Instruções:
a - Transcreva o trecho do texto sobre a bancada feminina de Roraima que começa em "O relato é de" e termina em "cada 100 mil.".
b - Responda com base no texto sobre a bancada feminina de Roraima:
(i) Quantas deputadas tem a atual Assembleia Legislativa de Roraima?
(ii) Qual era a taxa de homicídios de mulheres em Roraima no relatório de 2017?
(iii) Quantos projetos sobre direitos das mulheres foram apresentados em 2019?

━━━━━ Texto exibido ━━━━━

“Enquanto éramos casados, ele me empurrou, me enforcou e me humilhou. Depois que separamos, ele continuou fazendo ameaças. Isso me devastou, eu vivi um inferno”
O relato é de Simone* (nome fictício para preservar a identidade da vítima), uma mulher que enfrentou agressões físicas e psicológicas do ex-marido durante seis anos de relacionamento. Segundo a vítima, a perseguição só diminuiu após ela conseguir na Justiça uma medida protetiva contra o agressor.
Dados de violência contra mulheres revelam que esse caso está longe de ser isolado. Um relatório da Human RightsWatch, divulgado em 2017, considerou Roraima o estado o mais letal para as mulheres, com uma taxa de homicídios de 11,4 por 100 mil mulheres, enquanto a média nacional do Brasil era de 4,4 assassinatos para cada 100 mil.
Para as vítimas de violência como Simone*, a esperança de diminuir as estatísticas alarmantes está na lei. Nos últimos anos, o debate sobre os direitos da mulher ganhou espaço nas casas legislativas. No parlamento roraimense, o aumento da representatividade feminina, ainda que tímido, pode ser um dos fatores que contribuíram para ampliar as discussões sobre a temática.
A atual composição da Assembleia Legislativa de Roraima conta com sete deputadas, quatro a mais que a legislatura anterior. Mesmo representando menos de um terço das vagas na ALE/RR, essa é a maior bancada feminina em 30 anos de instalação do poder legislativo estadual, que chegou a ter apenas duas deputadas em outros períodos.
Com seis mandatos, a deputada Aurelina Medeiros (Pode) é a parlamentar mais antiga da Casa. Ao longo de 24 anos, ela acompanha o impacto dessa representatividade nas discussões dentro parlamento.
“A luta pelos direitos da mulher evoluiu. Hoje, muitos projetos aqui na Casa estão justamente cuidando dessa parte, com o objetivo de dar uma visibilidade maior ao tema. Claro que nós ainda necessitamos marcar mais esse crescimento, essa posição da mulher no mundo, hoje”, comentou.
O grupo de parlamentares que lidera o debate sobre a luta pela garantia dos direitos das mulheres na Assembleia Legislativa de Roraima é formado pelas deputadas Betânia Almeida (PV), Lenir Rodrigues (Cidadania), Catarina Guerra (SD), Yonny Pedroso (SD), Tayla Peres (PRTB), Angela Águida Portella (PP) e Aurelina Medeiros (Pode).
As deputadas estão por trás da maior parte dos 27 projetos de lei sobre direitos das mulheres apresentados no plenário este ano. Esse número representa um avanço em comparação aos anos de 2020 e 2019, quando foram apresentados 14 e 16 projetos sobre o assunto, respectivamente.
Segundo a deputada Betânia Almeida, procuradora especial da Mulher, a união da bancada feminina tem ajudado a popularizar o debate sobre o tema dentro do parlamento. “Essas sete mulheres têm feito a diferença, porque agora nós estamos mais fortalecidas. A pauta da mulher não é levantada apenas por mim, por uma única deputada. Devido ter essas sete mulheres no parlamento, nós temos visto que o olhar está mais sensível para a condição e necessidade feminina”, disse.

━━━━━ Material fornecido ━━━━━

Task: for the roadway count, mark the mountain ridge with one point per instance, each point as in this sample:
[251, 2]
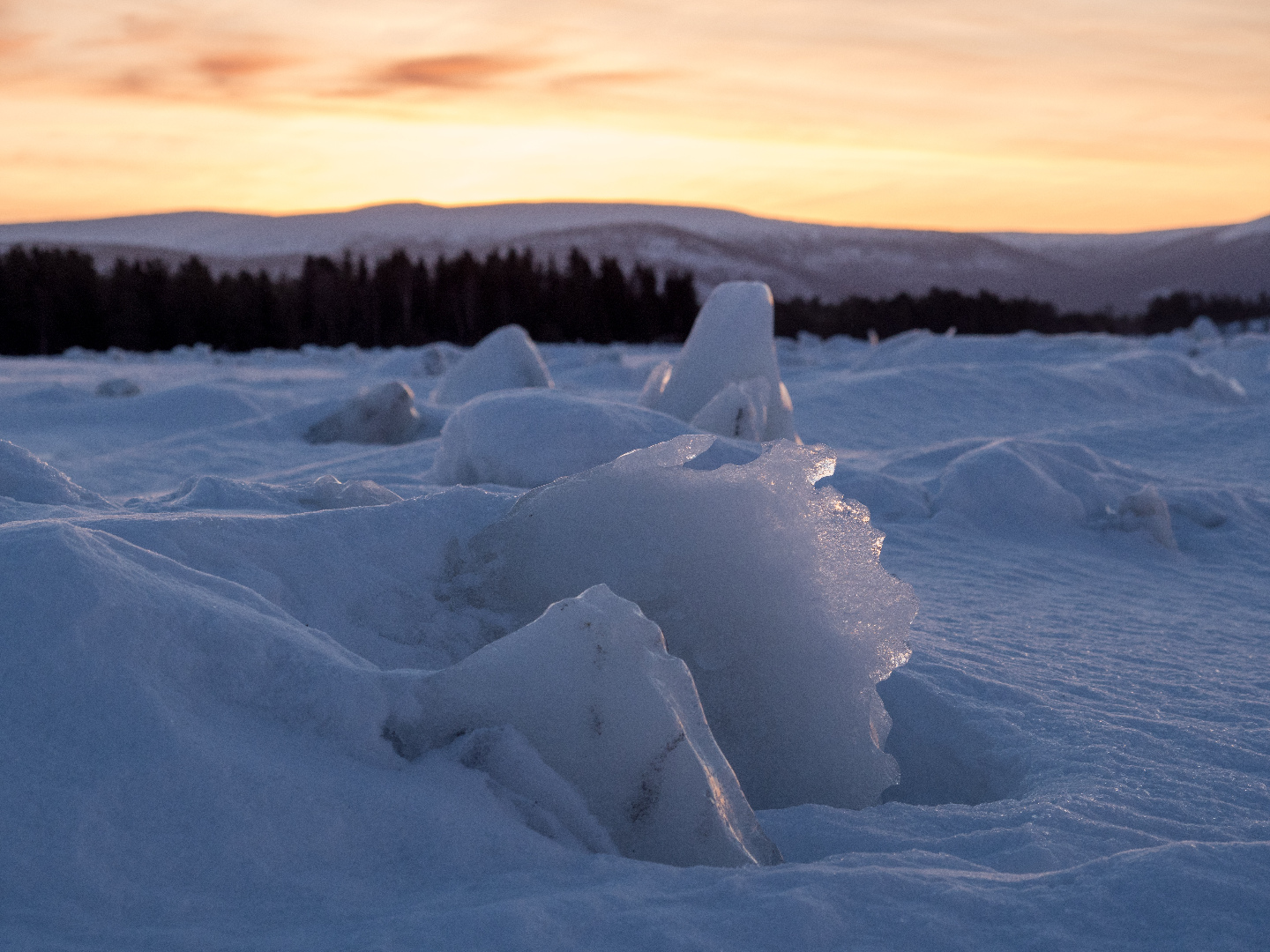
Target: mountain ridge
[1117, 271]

━━━━━

Respostas por tarefa:
a -
O relato é de Simone* (nome fictício para preservar a identidade da vítima), uma mulher que enfrentou agressões físicas e psicológicas do ex-marido durante seis anos de relacionamento. Segundo a vítima, a perseguição só diminuiu após ela conseguir na Justiça uma medida protetiva contra o agressor.
Dados de violência contra mulheres revelam que esse caso está longe de ser isolado. Um relatório da Human RightsWatch, divulgado em 2017, considerou Roraima o estado o mais letal para as mulheres, com uma taxa de homicídios de 11,4 por 100 mil mulheres, enquanto a média nacional do Brasil era de 4,4 assassinatos para cada 100 mil.

b -
(i) Sete deputadas.
(ii) 11,4 por 100 mil mulheres.
(iii) 16 projetos.